PASSAGE TO READ:
Got questions? We’re doing a special live Q&A at 1pm today over on FT.com — you can reach us here. Thanks to all those who’ve written in so far.
This week: is AI taking jobs, or not?
If you’ve been reading the news on this question, you could be forgiven for being . . . pretty confused. Recent headlines include: “The age of AI layoffs is already here”, “AI is not killing jobs” and “For Some Recent Graduates, the A.I. Job Apocalypse May Already Be Here”. How are people coming to such wildly different conclusions? Over to John for a dive into the data…
John writes
This really comes down to what scale of disruption we’re talking about. If the question is whether we are seeing widespread AI-driven displacement of roles across a range of sectors and countries, then the answer is “no”. Dozens of analyses — including from yours truly — have explored this over recent months using labour force survey data from the US, UK and western Europe and have consistently found no clear relationship between exposure to AI and trends in employment.
But if the question is whether there is any indication that generative AI may be displacing some types of work from specific slivers of the economy, then the answer ranges from “maybe” to “yes”.
The “yes” refers to online gig work, where we’ve had strong evidence for more than two years that freelance graphic designers and copywriters have seen reductions in both work volumes and rates of pay since the arrival of OpenAI’s ChatGPT. Gig workers are often left out of the labour market conversation, but this is a real and important finding.

Stored data entries:

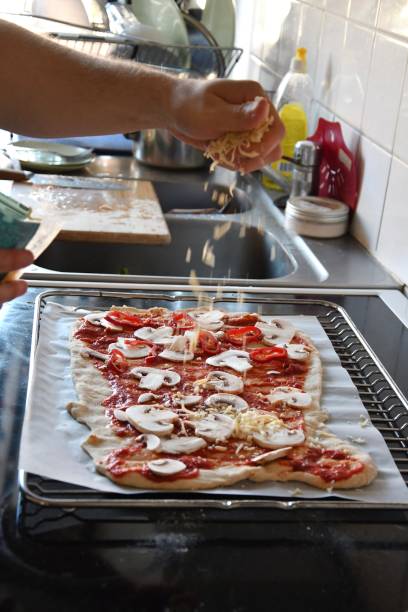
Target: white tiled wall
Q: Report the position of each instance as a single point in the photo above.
(358, 58)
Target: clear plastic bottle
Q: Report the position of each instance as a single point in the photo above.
(293, 101)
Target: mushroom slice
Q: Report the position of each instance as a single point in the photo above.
(91, 353)
(235, 359)
(130, 348)
(215, 427)
(226, 399)
(211, 320)
(153, 378)
(152, 441)
(166, 467)
(151, 419)
(279, 437)
(276, 331)
(297, 351)
(224, 381)
(147, 397)
(290, 396)
(159, 335)
(188, 400)
(186, 445)
(178, 350)
(272, 455)
(95, 317)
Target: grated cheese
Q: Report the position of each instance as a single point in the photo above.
(252, 422)
(233, 146)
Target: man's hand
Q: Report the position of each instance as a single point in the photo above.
(13, 259)
(202, 111)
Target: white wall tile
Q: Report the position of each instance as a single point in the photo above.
(317, 111)
(351, 136)
(401, 135)
(364, 11)
(310, 25)
(352, 81)
(329, 62)
(384, 90)
(393, 244)
(374, 167)
(319, 3)
(340, 7)
(393, 17)
(273, 16)
(258, 28)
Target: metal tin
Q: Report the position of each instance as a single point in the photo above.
(317, 217)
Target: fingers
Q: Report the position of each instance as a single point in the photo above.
(247, 105)
(268, 150)
(14, 259)
(237, 92)
(10, 291)
(246, 116)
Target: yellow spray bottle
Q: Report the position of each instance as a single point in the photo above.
(293, 100)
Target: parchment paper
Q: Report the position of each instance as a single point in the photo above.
(51, 438)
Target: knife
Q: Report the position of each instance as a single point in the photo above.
(56, 180)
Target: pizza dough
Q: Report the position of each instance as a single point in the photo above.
(218, 383)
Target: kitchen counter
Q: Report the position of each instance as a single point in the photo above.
(203, 561)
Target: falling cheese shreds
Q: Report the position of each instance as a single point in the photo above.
(242, 231)
(363, 422)
(220, 230)
(208, 256)
(233, 146)
(220, 291)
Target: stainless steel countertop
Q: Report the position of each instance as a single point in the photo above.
(347, 263)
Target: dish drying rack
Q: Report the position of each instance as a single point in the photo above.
(205, 61)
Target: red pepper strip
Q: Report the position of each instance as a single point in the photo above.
(243, 335)
(208, 343)
(152, 356)
(265, 354)
(124, 318)
(182, 321)
(244, 319)
(136, 342)
(117, 361)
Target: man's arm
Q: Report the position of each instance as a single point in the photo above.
(54, 91)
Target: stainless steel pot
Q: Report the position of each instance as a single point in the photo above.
(161, 149)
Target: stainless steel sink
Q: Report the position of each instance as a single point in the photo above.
(250, 246)
(241, 253)
(194, 197)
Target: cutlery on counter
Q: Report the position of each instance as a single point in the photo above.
(55, 180)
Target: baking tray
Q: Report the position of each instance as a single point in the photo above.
(385, 403)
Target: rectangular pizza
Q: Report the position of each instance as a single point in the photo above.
(198, 399)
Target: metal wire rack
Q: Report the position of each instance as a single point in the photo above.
(385, 403)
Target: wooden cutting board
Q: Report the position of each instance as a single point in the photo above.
(129, 215)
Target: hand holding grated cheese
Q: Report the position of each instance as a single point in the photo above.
(229, 149)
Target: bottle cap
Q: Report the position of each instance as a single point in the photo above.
(299, 63)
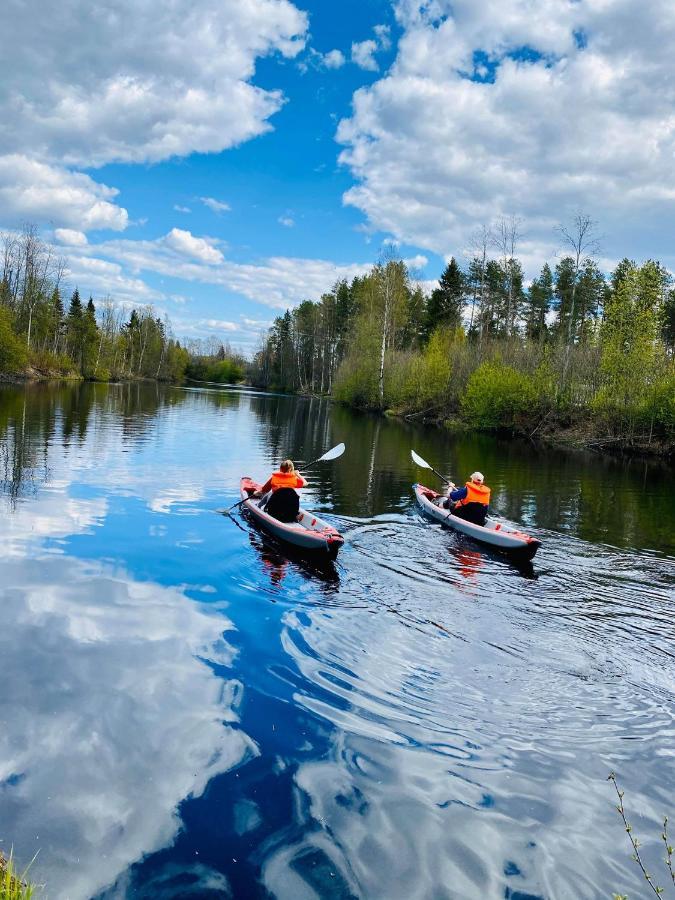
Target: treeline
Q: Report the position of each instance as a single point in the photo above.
(52, 334)
(572, 347)
(211, 360)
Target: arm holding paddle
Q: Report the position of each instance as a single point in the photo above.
(331, 454)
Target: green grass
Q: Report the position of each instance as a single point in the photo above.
(14, 885)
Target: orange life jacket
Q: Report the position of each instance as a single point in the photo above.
(476, 493)
(285, 479)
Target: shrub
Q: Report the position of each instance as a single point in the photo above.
(47, 362)
(498, 396)
(13, 355)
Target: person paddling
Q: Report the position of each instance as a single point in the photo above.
(283, 502)
(470, 502)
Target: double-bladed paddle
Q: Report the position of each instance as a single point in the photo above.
(333, 453)
(425, 465)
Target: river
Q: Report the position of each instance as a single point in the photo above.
(185, 711)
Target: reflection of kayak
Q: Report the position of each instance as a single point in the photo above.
(497, 534)
(308, 532)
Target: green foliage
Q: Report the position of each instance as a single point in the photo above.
(222, 371)
(47, 363)
(498, 396)
(14, 885)
(447, 301)
(13, 356)
(636, 375)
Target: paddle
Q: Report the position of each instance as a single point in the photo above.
(333, 453)
(425, 465)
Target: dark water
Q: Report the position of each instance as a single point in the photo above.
(187, 712)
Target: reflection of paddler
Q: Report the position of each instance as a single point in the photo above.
(469, 563)
(283, 501)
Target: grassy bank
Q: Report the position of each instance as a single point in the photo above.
(14, 885)
(578, 358)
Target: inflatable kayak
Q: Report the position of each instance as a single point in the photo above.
(308, 532)
(498, 535)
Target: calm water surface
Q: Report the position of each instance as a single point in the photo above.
(185, 711)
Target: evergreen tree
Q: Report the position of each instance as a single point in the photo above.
(538, 304)
(447, 300)
(668, 322)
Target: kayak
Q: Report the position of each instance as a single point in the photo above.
(498, 535)
(309, 532)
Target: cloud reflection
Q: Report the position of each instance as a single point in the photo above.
(113, 717)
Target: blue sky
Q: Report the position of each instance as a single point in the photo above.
(222, 160)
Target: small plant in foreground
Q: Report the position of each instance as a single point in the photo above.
(636, 846)
(14, 886)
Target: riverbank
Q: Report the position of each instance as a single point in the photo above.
(578, 431)
(580, 434)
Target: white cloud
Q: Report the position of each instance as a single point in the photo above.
(217, 206)
(383, 32)
(278, 282)
(185, 243)
(583, 120)
(334, 59)
(363, 54)
(140, 83)
(37, 191)
(219, 324)
(70, 237)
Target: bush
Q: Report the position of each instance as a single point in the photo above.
(498, 396)
(13, 355)
(49, 363)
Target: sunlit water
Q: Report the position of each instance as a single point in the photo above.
(187, 711)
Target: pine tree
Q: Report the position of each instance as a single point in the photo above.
(446, 303)
(538, 304)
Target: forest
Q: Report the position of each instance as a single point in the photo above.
(575, 350)
(44, 332)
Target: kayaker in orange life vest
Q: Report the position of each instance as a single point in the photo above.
(283, 502)
(470, 502)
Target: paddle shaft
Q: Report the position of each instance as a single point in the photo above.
(447, 481)
(240, 502)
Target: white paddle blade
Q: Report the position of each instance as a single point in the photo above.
(333, 453)
(418, 459)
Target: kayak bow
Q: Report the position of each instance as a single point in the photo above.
(498, 535)
(308, 532)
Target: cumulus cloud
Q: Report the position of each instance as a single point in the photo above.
(185, 243)
(38, 191)
(216, 206)
(140, 84)
(506, 107)
(279, 282)
(363, 54)
(70, 238)
(334, 59)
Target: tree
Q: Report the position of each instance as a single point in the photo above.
(631, 362)
(505, 237)
(538, 304)
(446, 303)
(581, 238)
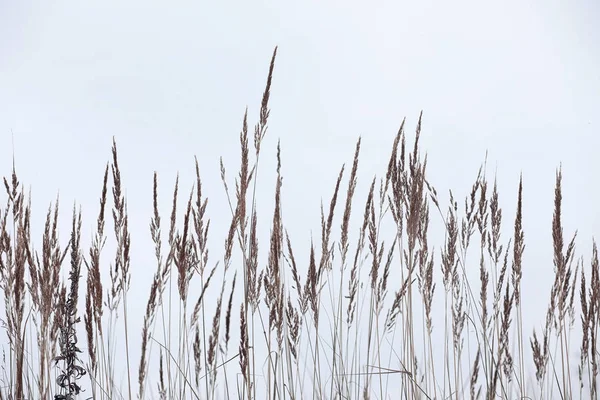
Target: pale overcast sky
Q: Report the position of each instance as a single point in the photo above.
(170, 81)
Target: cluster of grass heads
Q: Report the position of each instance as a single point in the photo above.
(377, 314)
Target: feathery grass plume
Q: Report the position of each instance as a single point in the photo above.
(71, 372)
(94, 292)
(517, 273)
(14, 278)
(44, 290)
(121, 277)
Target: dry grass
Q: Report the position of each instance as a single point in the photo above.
(380, 313)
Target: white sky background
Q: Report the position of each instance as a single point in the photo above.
(170, 81)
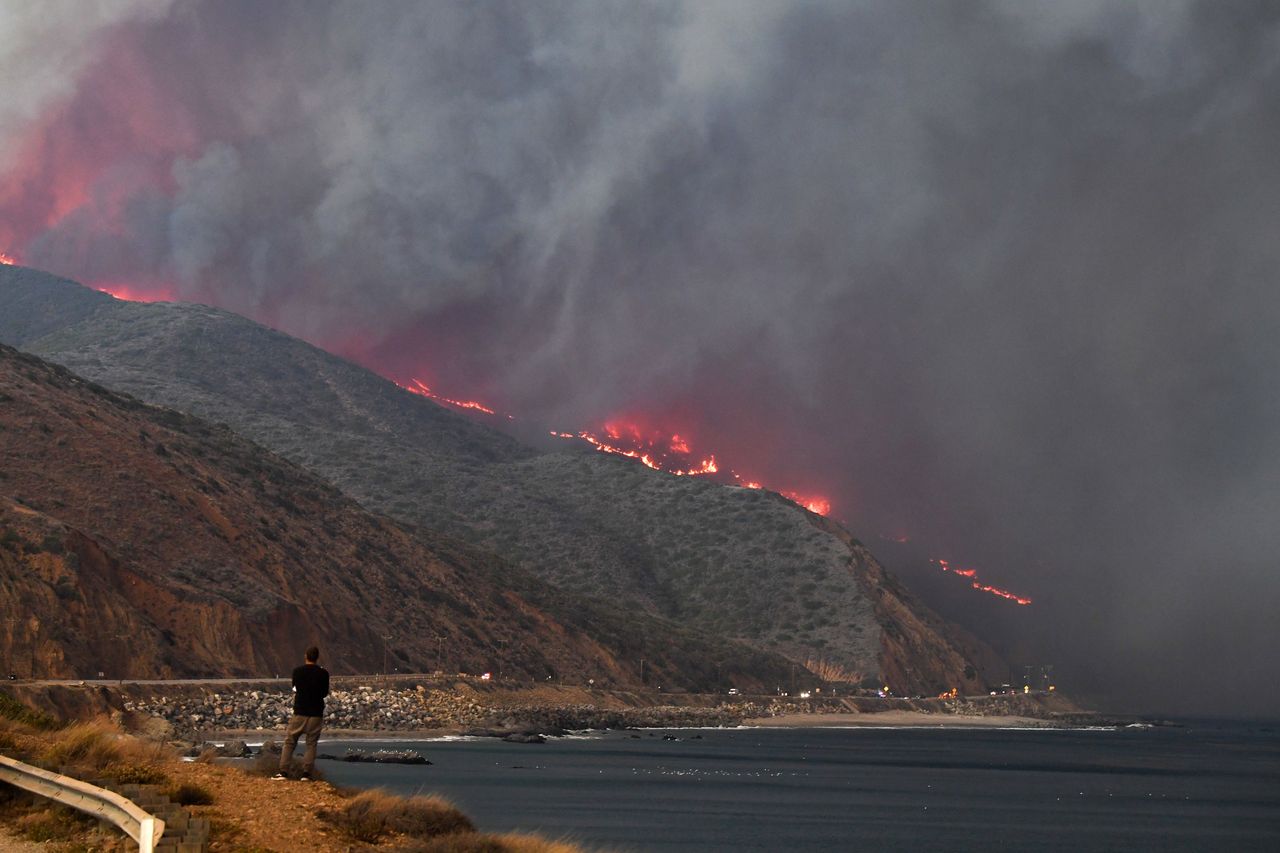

REQUIRED ACTIONS:
1) In the piece on whether AI is taking jobs, echo verbatim the portion that opens with the words containing "If you’ve been" and closes with "trends in employment.".
2) Translate this sentence from the piece on whether AI is taking jobs into French: "This really comes down to what scale of disruption we’re talking about."

RESPONSES FOR EACH TASK:
1)
If you’ve been reading the news on this question, you could be forgiven for being . . . pretty confused. Recent headlines include: “The age of AI layoffs is already here”, “AI is not killing jobs” and “For Some Recent Graduates, the A.I. Job Apocalypse May Already Be Here”. How are people coming to such wildly different conclusions? Over to John for a dive into the data…
John writes
This really comes down to what scale of disruption we’re talking about. If the question is whether we are seeing widespread AI-driven displacement of roles across a range of sectors and countries, then the answer is “no”. Dozens of analyses — including from yours truly — have explored this over recent months using labour force survey data from the US, UK and western Europe and have consistently found no clear relationship between exposure to AI and trends in employment.

2) Tout dépend vraiment de l’ampleur de la perturbation dont nous parlons.